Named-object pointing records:

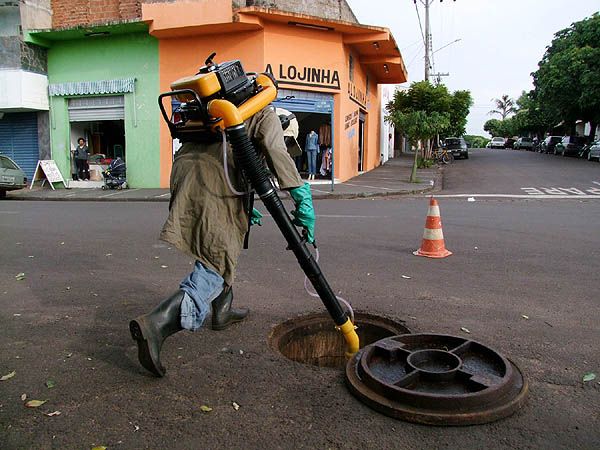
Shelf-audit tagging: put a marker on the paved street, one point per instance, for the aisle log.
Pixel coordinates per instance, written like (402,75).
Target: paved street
(89,267)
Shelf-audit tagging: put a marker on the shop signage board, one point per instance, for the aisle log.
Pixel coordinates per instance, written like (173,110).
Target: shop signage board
(304,76)
(46,169)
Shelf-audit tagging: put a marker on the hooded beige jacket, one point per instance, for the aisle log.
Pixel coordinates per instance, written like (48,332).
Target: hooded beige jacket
(206,220)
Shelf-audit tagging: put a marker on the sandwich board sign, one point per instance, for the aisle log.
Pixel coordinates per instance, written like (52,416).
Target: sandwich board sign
(47,170)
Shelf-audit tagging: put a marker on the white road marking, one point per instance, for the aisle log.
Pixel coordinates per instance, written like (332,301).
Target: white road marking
(540,196)
(119,192)
(342,216)
(370,187)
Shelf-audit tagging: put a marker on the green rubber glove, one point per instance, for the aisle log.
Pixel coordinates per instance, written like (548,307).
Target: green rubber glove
(255,217)
(304,214)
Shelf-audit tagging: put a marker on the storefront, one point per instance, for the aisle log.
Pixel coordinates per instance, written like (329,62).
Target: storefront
(327,71)
(104,82)
(103,85)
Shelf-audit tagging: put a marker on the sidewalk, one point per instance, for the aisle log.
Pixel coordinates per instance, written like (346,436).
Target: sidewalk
(388,179)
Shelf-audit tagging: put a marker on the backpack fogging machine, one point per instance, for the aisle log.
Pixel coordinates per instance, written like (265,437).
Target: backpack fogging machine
(222,96)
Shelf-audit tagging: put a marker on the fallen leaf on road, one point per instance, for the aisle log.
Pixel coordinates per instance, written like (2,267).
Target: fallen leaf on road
(8,376)
(35,403)
(589,377)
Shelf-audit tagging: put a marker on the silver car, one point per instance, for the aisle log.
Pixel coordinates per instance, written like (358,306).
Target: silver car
(11,176)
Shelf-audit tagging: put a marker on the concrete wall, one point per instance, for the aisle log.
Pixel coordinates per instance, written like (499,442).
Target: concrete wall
(113,57)
(327,9)
(71,13)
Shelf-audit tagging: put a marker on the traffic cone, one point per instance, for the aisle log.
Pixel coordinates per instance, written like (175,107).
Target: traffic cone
(433,237)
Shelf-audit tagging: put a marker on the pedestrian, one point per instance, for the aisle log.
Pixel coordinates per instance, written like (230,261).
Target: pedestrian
(311,147)
(82,155)
(208,222)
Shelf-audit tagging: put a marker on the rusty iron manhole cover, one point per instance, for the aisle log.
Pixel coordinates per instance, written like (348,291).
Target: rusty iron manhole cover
(436,379)
(313,338)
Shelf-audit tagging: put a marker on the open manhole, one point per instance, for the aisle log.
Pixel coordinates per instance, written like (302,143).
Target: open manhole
(436,379)
(313,339)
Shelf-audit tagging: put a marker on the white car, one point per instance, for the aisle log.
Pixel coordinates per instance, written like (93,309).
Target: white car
(497,142)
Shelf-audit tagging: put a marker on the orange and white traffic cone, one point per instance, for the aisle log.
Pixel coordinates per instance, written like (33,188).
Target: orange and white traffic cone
(433,237)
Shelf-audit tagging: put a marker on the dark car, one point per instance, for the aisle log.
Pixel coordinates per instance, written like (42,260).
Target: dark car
(569,146)
(457,146)
(509,143)
(11,176)
(523,143)
(549,143)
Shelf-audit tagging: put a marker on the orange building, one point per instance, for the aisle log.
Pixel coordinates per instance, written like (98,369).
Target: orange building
(327,70)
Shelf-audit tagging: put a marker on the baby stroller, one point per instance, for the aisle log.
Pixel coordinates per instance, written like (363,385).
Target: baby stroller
(115,175)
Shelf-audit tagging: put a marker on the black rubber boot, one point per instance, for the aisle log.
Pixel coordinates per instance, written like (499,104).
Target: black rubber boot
(151,330)
(223,314)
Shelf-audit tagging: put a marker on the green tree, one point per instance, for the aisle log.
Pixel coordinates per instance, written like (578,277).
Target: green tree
(504,106)
(567,81)
(425,111)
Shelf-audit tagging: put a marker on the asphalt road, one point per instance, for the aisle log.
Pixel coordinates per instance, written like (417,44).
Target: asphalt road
(90,267)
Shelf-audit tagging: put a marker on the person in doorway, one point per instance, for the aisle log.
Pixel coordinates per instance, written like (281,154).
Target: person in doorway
(82,155)
(311,147)
(208,222)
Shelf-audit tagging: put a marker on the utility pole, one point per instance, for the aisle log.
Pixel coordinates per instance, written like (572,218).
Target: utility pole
(427,37)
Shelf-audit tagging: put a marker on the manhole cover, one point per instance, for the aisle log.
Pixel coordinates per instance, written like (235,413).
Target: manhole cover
(436,379)
(313,339)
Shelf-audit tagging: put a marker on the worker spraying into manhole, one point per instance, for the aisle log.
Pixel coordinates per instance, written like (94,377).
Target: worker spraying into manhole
(211,208)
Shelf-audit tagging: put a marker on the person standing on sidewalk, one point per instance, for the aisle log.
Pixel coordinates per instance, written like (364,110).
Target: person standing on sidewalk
(311,147)
(208,222)
(82,155)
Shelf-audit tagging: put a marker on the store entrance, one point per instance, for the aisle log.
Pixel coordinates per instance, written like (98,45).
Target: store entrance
(320,124)
(361,141)
(105,140)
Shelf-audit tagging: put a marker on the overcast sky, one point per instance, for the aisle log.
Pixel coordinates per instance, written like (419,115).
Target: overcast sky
(501,41)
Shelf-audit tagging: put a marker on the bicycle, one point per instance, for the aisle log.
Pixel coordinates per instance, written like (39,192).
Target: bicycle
(442,155)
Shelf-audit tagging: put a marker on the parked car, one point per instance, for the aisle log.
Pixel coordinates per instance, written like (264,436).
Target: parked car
(457,146)
(509,143)
(549,143)
(11,176)
(523,143)
(497,142)
(594,152)
(569,146)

Problem to solve ->
Reproduce the listing exactly. Leave its pictures out.

Solved problem ->
Shelf-audit tagging: put a marker on the paved street, one point per instance, for the aisle log.
Pixel coordinates per instance, written like (402,75).
Target: paved street
(89,267)
Shelf-audit tagging: put a marker on the shop signage board, one point per instance, for the aisle log.
Pixel coordinates per instance, written like (173,110).
Target: shop signage board
(304,76)
(46,169)
Shelf-audit tagging: put a marker on the hooded beige jacket, one point per instance, for the aisle log.
Pixel coordinates per instance, written like (48,332).
Target: hooded beige jacket
(206,220)
Shelf-audit tagging: put a marker on the sandwich board sign, one point per instance, for the aisle log.
Pixel coordinates per instance, written like (52,416).
Target: sandwich board sign
(47,170)
Shelf-audit tagging: put a marker on the white road marking, one point per instance, for the aisle log.
Pixel coordinates per instance, written like (332,301).
Target: white road marking
(540,196)
(119,192)
(342,216)
(370,187)
Shelf-audit tagging: put a marker on the green rubber glove, one point per instance, for the aisle log.
Pixel coordinates per instance, written like (548,307).
Target: green rubber glove
(255,217)
(304,214)
Shelf-audit tagging: put a marker on the storefront, one point per instance, for the aisle log.
Pixel coordinates per instance, written like (329,62).
Target: storefront
(327,71)
(104,82)
(103,85)
Shelf-audit tagging: put a marker on the sidewalk, one point per instance, for the aisle log.
Pixel coordinates per instance, written like (346,436).
Target: sidewalk
(388,179)
Shelf-audit tagging: put a marker on the backpack fogging machine, one point per instance, for the aisle log.
Pixel coordinates per instance, written like (265,437).
Target: backpack fogging machine
(222,96)
Shelf-audit tagging: put a marker on the fallen leaf on road, one point per instance, for the aisle log.
Pixel coordinates per instance, written like (2,267).
Target: fallen leaf on road
(8,376)
(35,403)
(589,377)
Shelf-audit tagging: put a marker on the silver car, one point per instance, for the aisle log.
Pixel coordinates per instance, written like (358,306).
Target: silver car
(11,176)
Shelf-audit tagging: put a marker on the concrete wall, one point per instance, for the aisle log.
Pixel coordinates per instance, written like (499,442).
Target: concrete wall
(113,57)
(327,9)
(71,13)
Shelf-audit tagging: put a marker on the traffic cone, one point per instance, for the aisle log.
Pixel coordinates per instance, written like (175,107).
Target: traffic cone
(433,237)
Shelf-audit tagging: put a marker on the pedestrian, one point per instance, for the aisle log.
Pixel coordinates per instance, written like (230,261).
Target: pedestrian
(311,147)
(82,155)
(208,222)
Shelf-audit tagging: put a marker on the rusty iron manhole cover, one point per instance, for the aisle log.
Pixel coordinates per instance, written like (348,291).
Target: rusty iron manhole cover
(436,379)
(313,338)
Shelf-audit tagging: put a marker on the open manhole, one point per instance, for the aisle log.
Pixel coordinates per instance, written like (302,143).
Target: open manhole
(436,379)
(313,339)
Shelf-audit tagging: put a marker on the white car, one point per instance, for the aisle log.
Pixel coordinates per instance, written like (93,309).
Target: white car
(497,142)
Shelf-audit tagging: put a marker on the orange and white traffic cone, one point per instance, for the aisle log.
Pixel coordinates per instance, written like (33,188).
Target: orange and white traffic cone
(433,237)
Shelf-audit tagging: put a marker on the dark car, one point per instance, for the aisle log.
Pixel coordinates per instance, written like (42,260).
Target: dark car
(569,146)
(457,146)
(509,143)
(11,176)
(523,143)
(549,143)
Shelf-audit tagging: put a marker on the orange building, one point per instance, for the aisle log.
Pixel coordinates per instance, written like (98,369).
Target: orange building
(327,70)
Shelf-audit tagging: put a marker on the baby stroller, one point per instance, for the aisle log.
Pixel coordinates per instance, written like (363,385).
Target: baby stroller
(115,175)
Shelf-audit tagging: put a marker on the black rubber boot, one point per instance, for the aisle log.
Pixel coordinates per instance, written like (499,104).
Target: black rubber boot
(151,330)
(223,314)
Shelf-audit tagging: put a marker on the green tree, one point per instance, for the aisle log.
Pixel coordinates per instance, written like (578,277).
Target: green tree
(504,106)
(567,81)
(425,111)
Shelf-audit tagging: put a marker on the asphalt road, one point per instance, for the aisle log.
Pixel coordinates per instance, written like (417,44).
Target: asphalt road
(90,267)
Shelf-audit tagging: put a marker on the person in doorway, one point per instance, for the aisle log.
Pixel coordinates per instance, written like (281,154).
Target: person in doorway
(82,155)
(311,147)
(208,222)
Shelf-audit tagging: put a marker on the utility pole, one point per instance, for the aisle log.
Pixel coordinates per instance, written like (572,218).
Target: utility pole
(427,37)
Shelf-audit tagging: put a marker on the manhole cover, one point per instance, for the aisle log.
Pixel coordinates per instance, written like (235,413).
Target: manhole cover
(436,379)
(313,339)
Shelf-audit tagging: put a marker on the worker spraying into manhole, one point per instance, for the aisle log.
Pixel coordinates per instance, written like (94,377).
Target: worker spraying into manhole
(211,208)
Shelf-audit tagging: put a marker on the person standing on sidewalk, one point per instance, for the aisle log.
Pixel coordinates per instance, written like (364,110).
Target: person standing on sidewalk
(311,147)
(208,222)
(82,155)
Shelf-audit tagging: put a marker on the store entrance, one point per instance, for the aisle log.
Pixel coordinates per instance, written like (98,45).
Target: store entrance
(320,124)
(361,141)
(105,140)
Shelf-audit tagging: put a marker on the overcast sky, one point per instance, for the aisle log.
Pixel coordinates per instance, written like (419,115).
Target: overcast sky
(501,41)
Shelf-audit tagging: put a marker on the bicycle, one point per instance, for the aisle log.
Pixel coordinates per instance, written like (39,192).
Target: bicycle
(442,155)
Shelf-audit tagging: put a marker on the parked car, one point per instance, for the aisle log.
Pixel coordinates per instance, written like (264,436).
Target: parked car
(457,146)
(509,143)
(549,143)
(11,176)
(523,143)
(497,142)
(594,152)
(569,146)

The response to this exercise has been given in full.